- **Extract**
2. In the second post card, the “Cairn”, at the time of the post card, was owned by Mrs. Maria L. Stone, one of Conwell’s parishioners from Philadelphia. When I moved out of #10 Conwell, I left for your mother, among other things, fragments of a telegram sent to Maria Stone that apparently had been torn up and stuck at the base of the chimney on the second floor landing. Here are my notes on the telegram written two days after I found it on Feb. 26 2000:
Place found: at base of chimney, second floor landing, while removing lath, plaster and plywood from around brick chimney.
Date found: February 26, 2000
Condition: telegram apparently torn up into fragments ½ to 1 ½ inches in size.
Content:
RECEIVED at
44-P. CG S 6-paid 4;48P.M. Via North Ampton (sic)
South Worthington Mass Dec 7th 1906
Mrs Maria Stone/
204_ (xxxxxx) St Phila, Penna
Walter (xxxxx)m died, funeral Sunday
Robert Meacham
In the 1910 Federal Census, there is a Maria Stone living at 2040 North 13th St. Ward, 32, in Philadlephia. In the same census record, Russell Conwell lived a block and a half away, at 2020 N. Broad Street (presently on the grounds of Temple University), also in Ward 32. So, this must be the right Maria Stone. Perhaps you can decipher the name of the deceased on the original telegram; I was unable to.
Keep up the great work.
George Bresnick
St. Paul, MN
Dear Evan, I am enjoying your installments of postcards and commentaries about Worthington. Thank you for the work.
Donald
Hi again Evan,
Here are a couple of comments on the Tower. One source for this is Jane Conwell Tuttle’s book: Life with Grandfather Conwell and his “Acres of Diamonds.” This fascinating recollection of summers in South Worthington, among other memories of Conwell, can now be read on line. here is the link: https://openlibrary.org/books/OL7205042M/Life_with_Grandfather_Conwell_and_his_Acres_of_diamonds_.
It would seem from the quotes from the book below, that Conwell built the Tower for his own and his family’s/friends’ enjoyment, and as a monument to his stubborn determination. The story about the building of the Tower is used by Jane Tuttle in the context of the building of the dam on “Little Galilee Pond” to show how single-minded her grandfather could be.

- **Request**
Rewrite the letters between "Date found: February" and "North Ampton (sic)", inclusive, renaming "fragments" to "pieces". Work only from the letters above.

- **Information shown**
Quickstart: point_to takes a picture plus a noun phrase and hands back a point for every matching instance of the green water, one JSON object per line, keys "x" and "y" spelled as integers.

- **Complete output**
Date found: February 26, 2000
Condition: telegram apparently torn up into pieces ½ to 1 ½ inches in size.
Content:
RECEIVED at
44-P. CG S 6-paid 4;48P.M. Via North Ampton (sic)